◆ Challenge A: Output the rows that follow the polyurethane passage, and reproduce every line of them without any change.

◆ Excerpted text:
In the curing reaction, the polyisocyanate component and/or the polyol component are/is preferably heated to lower the viscosity thereof to be then mixed; thereafter, the air therein is released as needed; and then, the obtained mixture is injected to a mold that is preheated.
After the mixture is injected into the mold to react and then, is removed from the mold, the rigid polyurethane resin and the molded article that are molded into a desired shape can be obtained. After the demolding, the resulting product can be also aged at the room temperature within about seven days as needed.
In the prepolymer method, for example, first, the polyisocyanate component reacts with a part (preferably, high molecular weight polyol) of the polyol component, thereby synthesizing an isocyanate group-terminated prepolymer having an isocyanate group at the end of the molecule. Next, the obtained isocyanate group-terminated prepolymer reacts with a remaining portion (preferably, low molecular weight polyol) of the polyol component to be subjected to a chain extension reaction. In the prepolymer method, the remaining portion of the polyol component is used as a chain extension agent.
To synthesize the isocyanate group-terminated prepolymer, the polyisocyanate component and a part of the polyol component are formulated (mixed) so that the isocyanate index, that is, the ratio ((NCO/OH)×100) of the isocyanate group in the polyisocyanate component with respect to the hydroxyl group in a part of the polyol component is, for example, 110 to 2000, preferably 130 to 1000, further more preferably 130 to 600 to then react in a reaction vessel at, for example, room temperature to 150° C., preferably 50 to 120° C., for, for example, 0.5 to 18 hours, preferably 2 to 10 hours. In the reaction, the above-described urethane-formation catalyst may be added as needed, or after the completion of the reaction, the unreacted polyisocyanate component can be removed by, for example, a known removing method such as distillation and extraction as needed.

◆ Recorded data:
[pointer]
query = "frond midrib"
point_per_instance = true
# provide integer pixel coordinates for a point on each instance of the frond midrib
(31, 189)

◆ Challenge B: Return the section of the polyurethane passage above from "After the mixture" to "days as needed.", word for word.

◆ Final result A:
[pointer]
query = "frond midrib"
point_per_instance = true
# provide integer pixel coordinates for a point on each instance of the frond midrib
(31, 189)

◆ Final result B:
After the mixture is injected into the mold to react and then, is removed from the mold, the rigid polyurethane resin and the molded article that are molded into a desired shape can be obtained. After the demolding, the resulting product can be also aged at the room temperature within about seven days as needed.